Jack Robinson, Jr. was born in Meridian Mississippi on September 18, 1928. He grew up in Clarksdale, Mississippi, in the heart of the Mississippi Delta. Jack graduated from Clarksdale High School in 1945 and attended Tulane University in New Orleans from 1946 to 1948, but left after his junior year without graduating. He was back in New Orleans by 1950, working as a graphic artist for Charles Dolce’s ad agency and taking photographs for pleasure. His early street portraits documented the rich culture of New Orleans and captured the charm and bustle of the French Quarter and the Central Business District.
Robinson soon became a chronicler of New Orleans’ extensive networks of creative and innovative people. By 1953, as young artists began to establish their own spaces for studying and showing their work, Jack began photographing these artists in their studios. Designer Lee Bailey, a future star in his own right, was one of many New Orleans artists who gave Jack access to their studios and their creative processes. It was here in this environment that Jack sharpened his skills as a photographer at ease with creative people. It was also in this time that Jack began photographing the younger generation of New Orleans’ more prominent social sets. Jack’s love of fashion was clearly shaped by this experience as well as his fascination with the wealthy class, so different from his own working class background. Parts of New Orleans at this time were perhaps the most gay-tolerant neighborhoods in America and Jack’s images of his friends as they gathered to celebrate Mardi Gras show a society well ahead of its time. In 1954, Jack traveled with New York art dealer Betty Parsons and New Orleans expressionist painter Dusti Bonge on a tour through Mexico. His street portraits from Mexico show a developing eye and a real gift for composition.
Soon after his return from Mexico, Jack decided that photography was his best chance for a successful and fulfilling career. Friends Lee Bailey and New Orleans artist Jean Seidenberg, understanding that Jack’s talents as a photographer would never fully be realized in New Orleans, encouraged the twenty-seven year old Jack to go to New York. Jack’s friend Betty Parsons had an enormously successful gallery there and his good friend Lee Bailey had moved there the year before; together they served a great role in helping Jack make initial connections there.

#### [GIVEN INFORMATION]
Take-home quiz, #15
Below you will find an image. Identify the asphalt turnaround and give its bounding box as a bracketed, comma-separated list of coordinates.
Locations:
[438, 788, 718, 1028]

#### [PARTS OF THE EXERCISE]
**a)** In the Jack Robinson biography, who went with him on his 1954 tour through Mexico?
**b)** Carry the Jack Robinson biography forward from its last sentence.

#### [TASK RESULTS]
**a)** New York art dealer Betty Parsons and New Orleans expressionist painter Dusti Bonge.

**b)**
Soon Jack was sharing studio space in a building with photographer Alfred Wertheimer and was working as a freelance photographer for Seymour Chwast and Milton Glaser at the legendary Pushpin Studio. In short order, Jack impressed Carrie Donovan, then a fashion editor at the New York Times, who began giving Jack regular assignments for the New York Times Sunday Magazine and the Sunday Times Fashion Supplements. Carrie Donovan would become for Jack the single most influential person in his photography career. Jack began regular assignments for New York advertising agencies, including work for Estee Lauder, Revlon, and Helena Rubenstein, and photographing models Suzy Parker, Dorian Leigh, Isabella Albonico, and Anne St. Marie among many others. After being in New York for only four years, in 1959 Jack reached something of a pinnacle for photographers: the cover of Life magazine.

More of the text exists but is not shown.